COMPLETA LO SIGUIENTE
A – Traduce al inglés esta oración del fragmento sobre el celibato sacerdotal: «Precisamente se tiende a concebir la familia como un lugar de paso o de relaciones pactadas, pero siempre revocables.»
B – Indica, por favor, si cada afirmación concuerda con el fragmento sobre el celibato sacerdotal y responde sí o no, citando las palabras del fragmento que lo deciden. (i) Todos están llamados a la santidad en Cristo. (ii) El sacerdocio ministerial católico puede reducirse a mero funcionarismo pastoral. (iii) La «cordada» de adoración eucarística mundial es iniciativa de la Congregación para los obispos.
C – Prolonga el fragmento sobre el celibato sacerdotal a partir de su última oración.

Deben ser hermanos en medio de hermanos, aunque con tareas esencialmente diversas. En efecto, algunos están llamados a ser padres y otros no, pero todos ciertamente están llamados a la santidad en Cristo.

Hoy se habla mucho de celibato sacerdotal. ¿Qué se puede decir a este respecto?

Con respecto al celibato sagrado, nos encontramos ante un icono particularmente significativo del buen Pastor, que no guarda nada para sí, sino que lo da todo por el bien de la grey. Una atenta reflexión cristológica permite apreciar la estrechísima conveniencia de asociar esta práctica de vida al estado sacerdotal.Podríamos decir que desde los tiempos de los Apóstoles hasta nuestros días existe una significativa continuidad en la doctrina del Magisterio sobre el celibato. Ciertamente, de esta riqueza deriva una exigencia de radicalidad evangélica, que favorece de modo especial el estilo de vida «esponsal». Brota de la configuración del sacerdote con Jesucristo por el sacramento del Orden. El sacerdote está llamado a vivir una vida de imitación de Cristo que lo eleva al nivel de los consejos evangélicos: la continencia perfecta, a ejemplo de la virginidad de Cristo, le permite ejercer más plenamente la caridad pastoral, hasta el punto de que se puede ver en él a otro Cristo, alter Christus.

¿Y la tan debatida soledad del sacerdote?

La Iglesia asiste hoy a una disolución cada vez más acentuada de los vínculos entre las personas, en todos los ámbitos sociales. Precisamente se tiende a concebir la familia como un lugar de paso o de relaciones pactadas, pero siempre revocables. Es lógico que la figura del sacerdote célibe sufra el impacto de estas innumerables soledades. Al igual que es necesario poner en el centro de la vida cristiana auténticas comunidades familiares, capaces de dar esperanza y de hacer brillar el don de la comunión y su fecundidad, también necesitamos sacerdotes que sepan mostrar la fecundidad de la comunión, la fecundidad comunitaria de su «soledad» virginal.La iniciativa de la Congregación para el clero de hacer una «cordada» de adoración eucarística mundial por los sacerdotes debe interpretarse también desde esta perspectiva esencialmente sobrenatural de comunión. Servirá ciertamente a los sacerdotes como fuente inagotable y divina de energías misioneras, pero servirá asimismo a los fieles laicos para recuperar la verdad sobre el sacerdocio ministerial católico, que en ningún caso puede reducirse a mero funcionarismo pastoral, acogido solamente por la importancia social que pueda tener. Y no es lícito generalizar, achacando a todo el clero lo que corresponde a la responsabilidad de unos pocos.

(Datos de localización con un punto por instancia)
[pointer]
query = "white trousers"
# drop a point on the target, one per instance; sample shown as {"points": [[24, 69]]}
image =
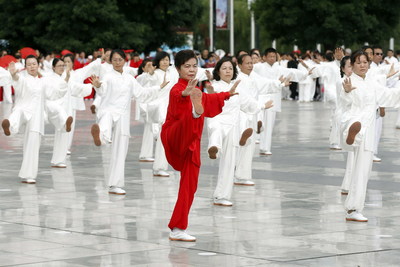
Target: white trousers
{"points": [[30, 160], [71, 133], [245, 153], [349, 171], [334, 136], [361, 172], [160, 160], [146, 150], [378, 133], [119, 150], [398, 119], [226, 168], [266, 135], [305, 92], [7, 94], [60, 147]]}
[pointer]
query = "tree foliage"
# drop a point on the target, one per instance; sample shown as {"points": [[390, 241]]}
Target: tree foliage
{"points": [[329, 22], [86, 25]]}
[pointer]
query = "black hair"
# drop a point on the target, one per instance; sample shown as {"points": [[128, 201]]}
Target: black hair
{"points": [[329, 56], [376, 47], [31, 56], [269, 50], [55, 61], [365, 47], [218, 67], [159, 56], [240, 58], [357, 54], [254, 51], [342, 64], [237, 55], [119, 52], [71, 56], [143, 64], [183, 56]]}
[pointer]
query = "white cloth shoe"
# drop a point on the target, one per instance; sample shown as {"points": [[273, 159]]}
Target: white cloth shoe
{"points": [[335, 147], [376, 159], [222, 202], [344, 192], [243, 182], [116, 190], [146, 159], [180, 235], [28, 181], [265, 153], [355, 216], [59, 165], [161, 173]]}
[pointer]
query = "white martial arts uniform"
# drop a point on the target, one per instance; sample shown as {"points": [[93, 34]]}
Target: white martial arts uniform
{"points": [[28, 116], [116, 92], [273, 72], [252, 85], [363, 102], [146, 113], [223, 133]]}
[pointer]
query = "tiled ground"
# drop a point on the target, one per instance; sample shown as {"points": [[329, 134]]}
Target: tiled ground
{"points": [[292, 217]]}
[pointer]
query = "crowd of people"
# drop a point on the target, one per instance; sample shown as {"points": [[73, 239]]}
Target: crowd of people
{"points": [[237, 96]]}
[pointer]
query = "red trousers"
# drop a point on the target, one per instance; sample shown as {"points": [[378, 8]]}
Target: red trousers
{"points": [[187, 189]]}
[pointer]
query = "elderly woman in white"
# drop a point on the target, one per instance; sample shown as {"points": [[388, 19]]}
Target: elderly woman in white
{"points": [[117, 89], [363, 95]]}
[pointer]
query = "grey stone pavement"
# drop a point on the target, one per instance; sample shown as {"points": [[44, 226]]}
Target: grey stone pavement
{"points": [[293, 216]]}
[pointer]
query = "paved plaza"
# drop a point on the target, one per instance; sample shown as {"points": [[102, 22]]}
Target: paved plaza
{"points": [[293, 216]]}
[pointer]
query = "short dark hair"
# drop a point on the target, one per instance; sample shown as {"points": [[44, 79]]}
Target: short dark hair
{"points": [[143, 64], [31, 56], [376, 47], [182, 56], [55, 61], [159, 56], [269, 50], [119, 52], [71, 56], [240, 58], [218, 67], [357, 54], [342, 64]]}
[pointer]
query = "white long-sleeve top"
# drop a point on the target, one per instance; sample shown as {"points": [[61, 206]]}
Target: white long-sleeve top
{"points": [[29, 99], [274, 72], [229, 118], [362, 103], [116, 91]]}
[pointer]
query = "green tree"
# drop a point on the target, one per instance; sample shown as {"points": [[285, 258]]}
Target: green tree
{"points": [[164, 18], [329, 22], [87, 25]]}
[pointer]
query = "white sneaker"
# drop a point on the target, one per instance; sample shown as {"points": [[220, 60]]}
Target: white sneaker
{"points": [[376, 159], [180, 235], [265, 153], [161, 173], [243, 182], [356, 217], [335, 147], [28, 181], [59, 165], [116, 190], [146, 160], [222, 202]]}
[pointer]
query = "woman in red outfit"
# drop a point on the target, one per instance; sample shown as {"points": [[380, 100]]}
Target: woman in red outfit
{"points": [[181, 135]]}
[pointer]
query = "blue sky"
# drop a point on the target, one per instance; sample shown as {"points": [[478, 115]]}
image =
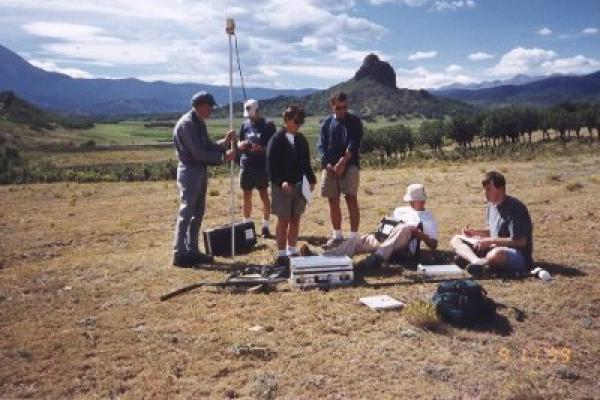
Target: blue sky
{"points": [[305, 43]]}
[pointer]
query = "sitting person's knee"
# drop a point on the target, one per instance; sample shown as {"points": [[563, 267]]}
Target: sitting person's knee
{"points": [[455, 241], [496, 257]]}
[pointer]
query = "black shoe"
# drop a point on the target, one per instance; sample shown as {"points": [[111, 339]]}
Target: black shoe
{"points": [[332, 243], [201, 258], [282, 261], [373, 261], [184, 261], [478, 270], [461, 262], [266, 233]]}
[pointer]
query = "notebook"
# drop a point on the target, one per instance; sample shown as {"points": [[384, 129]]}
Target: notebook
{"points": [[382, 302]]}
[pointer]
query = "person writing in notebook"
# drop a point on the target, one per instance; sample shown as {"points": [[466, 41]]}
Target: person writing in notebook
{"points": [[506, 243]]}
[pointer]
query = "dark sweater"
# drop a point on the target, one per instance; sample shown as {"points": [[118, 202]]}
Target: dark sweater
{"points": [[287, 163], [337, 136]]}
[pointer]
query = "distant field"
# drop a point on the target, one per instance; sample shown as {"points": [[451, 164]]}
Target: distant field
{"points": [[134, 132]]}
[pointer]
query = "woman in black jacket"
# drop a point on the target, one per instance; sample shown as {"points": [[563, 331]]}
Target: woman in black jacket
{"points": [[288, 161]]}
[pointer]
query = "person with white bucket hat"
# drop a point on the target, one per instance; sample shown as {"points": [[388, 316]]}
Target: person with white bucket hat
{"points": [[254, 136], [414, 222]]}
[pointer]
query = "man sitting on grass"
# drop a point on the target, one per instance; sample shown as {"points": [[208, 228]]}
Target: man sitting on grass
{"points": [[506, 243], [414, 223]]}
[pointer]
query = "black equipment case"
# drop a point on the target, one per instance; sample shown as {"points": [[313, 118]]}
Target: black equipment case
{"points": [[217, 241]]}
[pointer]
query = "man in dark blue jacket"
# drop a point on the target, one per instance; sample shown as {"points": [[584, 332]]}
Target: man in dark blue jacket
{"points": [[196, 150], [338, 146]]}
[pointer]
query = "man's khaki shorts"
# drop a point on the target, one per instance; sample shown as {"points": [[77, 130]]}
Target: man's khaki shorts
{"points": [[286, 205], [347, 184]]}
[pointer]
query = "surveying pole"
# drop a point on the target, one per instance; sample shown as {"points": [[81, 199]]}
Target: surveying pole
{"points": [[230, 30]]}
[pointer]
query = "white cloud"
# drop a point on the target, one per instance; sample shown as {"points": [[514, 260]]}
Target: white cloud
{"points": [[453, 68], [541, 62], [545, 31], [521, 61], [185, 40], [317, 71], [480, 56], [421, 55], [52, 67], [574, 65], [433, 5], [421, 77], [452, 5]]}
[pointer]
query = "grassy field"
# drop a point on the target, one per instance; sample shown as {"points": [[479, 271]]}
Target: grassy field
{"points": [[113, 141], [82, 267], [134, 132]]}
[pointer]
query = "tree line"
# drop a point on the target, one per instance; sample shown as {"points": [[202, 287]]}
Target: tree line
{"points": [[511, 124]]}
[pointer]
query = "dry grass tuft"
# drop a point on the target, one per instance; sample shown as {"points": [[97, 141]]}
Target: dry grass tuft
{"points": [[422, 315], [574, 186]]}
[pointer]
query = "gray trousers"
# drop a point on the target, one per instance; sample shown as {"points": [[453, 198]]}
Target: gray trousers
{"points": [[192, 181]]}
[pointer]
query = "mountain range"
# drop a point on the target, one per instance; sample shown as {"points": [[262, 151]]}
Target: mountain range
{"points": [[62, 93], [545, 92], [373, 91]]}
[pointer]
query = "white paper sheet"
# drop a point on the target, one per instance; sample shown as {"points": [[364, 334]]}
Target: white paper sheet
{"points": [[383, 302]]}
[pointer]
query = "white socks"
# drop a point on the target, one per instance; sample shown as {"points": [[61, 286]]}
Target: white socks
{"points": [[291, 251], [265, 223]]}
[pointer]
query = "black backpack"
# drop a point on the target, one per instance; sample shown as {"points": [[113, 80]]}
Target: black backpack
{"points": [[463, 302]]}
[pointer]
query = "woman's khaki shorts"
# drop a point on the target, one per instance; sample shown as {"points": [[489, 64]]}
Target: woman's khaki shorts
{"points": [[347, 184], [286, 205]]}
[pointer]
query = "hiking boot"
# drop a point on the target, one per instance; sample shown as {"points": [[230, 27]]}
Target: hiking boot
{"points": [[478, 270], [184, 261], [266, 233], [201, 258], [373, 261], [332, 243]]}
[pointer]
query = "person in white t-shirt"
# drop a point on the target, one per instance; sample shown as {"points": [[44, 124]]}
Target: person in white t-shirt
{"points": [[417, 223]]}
--
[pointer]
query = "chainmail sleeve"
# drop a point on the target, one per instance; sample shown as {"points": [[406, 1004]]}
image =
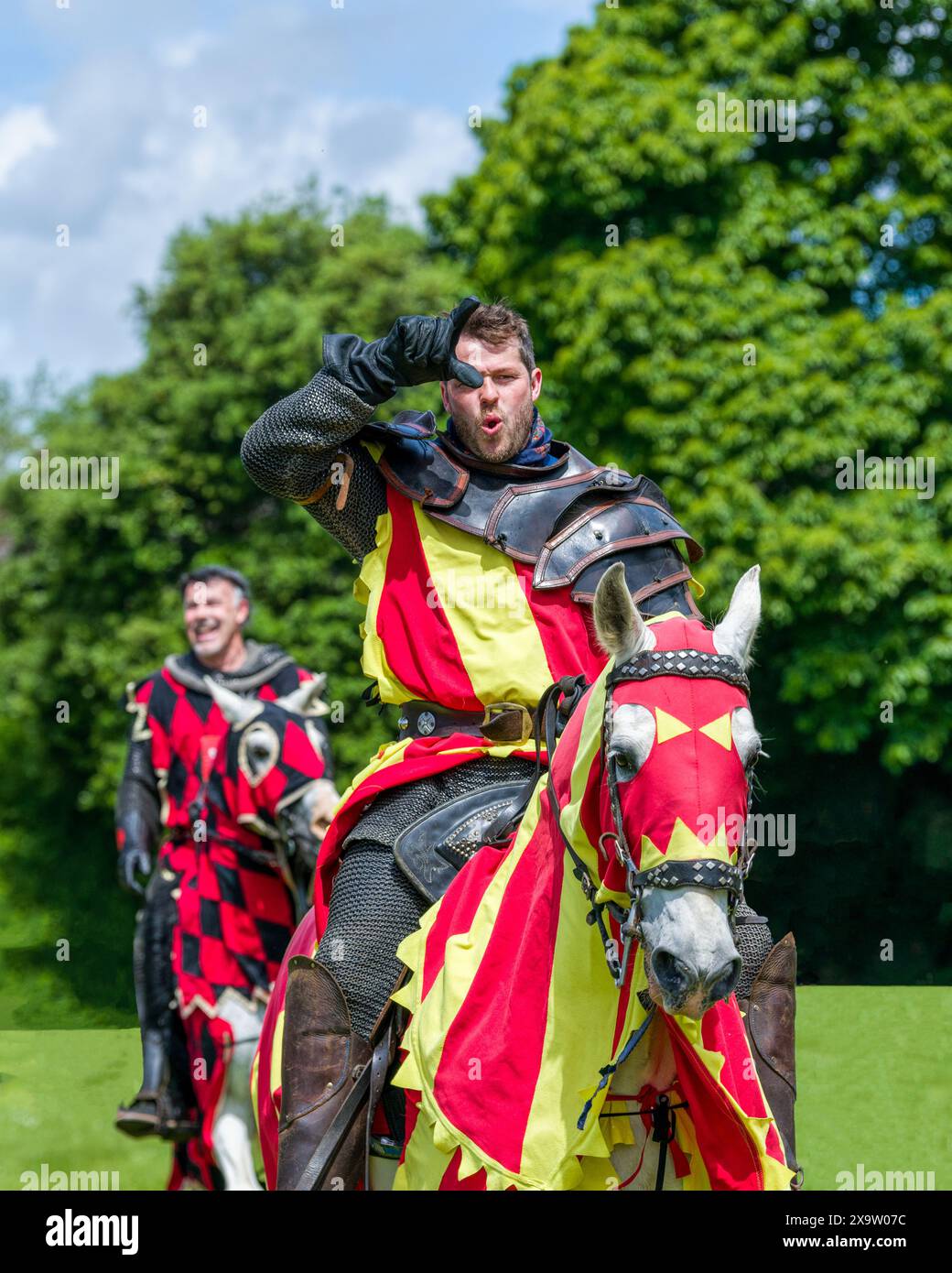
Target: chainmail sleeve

RESPUESTAS
A – Indeed, there is a tendency to conceive of the family as a place of passage or of negotiated relationships, but always revocable ones.

B –
(i) Sí: «todos ciertamente están llamados a la santidad en Cristo».
(ii) No: «en ningún caso puede reducirse a mero funcionarismo pastoral».
(iii) No: «La iniciativa de la Congregación para el clero».

C –
¿Cómo se explica la crisis de vocaciones en la sociedad actual?

Siempre que se habla de «crisis de vocaciones», al igual que cuando se habla de «crisis del matrimonio», se debe pensar más bien en una crisis que está en la raíz y origina las demás: la crisis de fe.Hay un dato real que todos pueden constatar: los jóvenes, cuando se les abren, con fe en la gracia, los amplios horizontes de la integridad del seguimiento de Cristo, responden en gran número y con auténtico entusiasmo, mientras que cuando se les intenta reducir la identidad del sacerdote y del ministerio pastoral, no se sienten motivados y se produce una progresiva desertización. A veces se constata, con mucha tristeza, la decadencia y se buscan soluciones que no son más que la premisa de la decadencia misma.

Hace falta la humildad de la verdad: saber reconocer los propios errores. Hace falta valentía, la valentía de saber poner en tela de juicio incluso las opciones que no han dado fruto o que han producido una devastación. Por tanto, no hay que justificarse escudándose tras el pretexto de «nuevas estructuras». Sólo se puede proponer una terapia cuando se ha hecho un diagnóstico claro, sin compasión. Hace falta orar, orar y orar, para que no se caiga en lo que dice el Salmo 135: «Tienen ojos y no ven. Tienen orejas y no oyen», con la certeza de que Dios nunca dejará sola a su Iglesia y no permitirá que le falten pastores «según su Corazón».

L’Osservatore Romano, edición semanal en lengua española, 28 de marzo de 2008.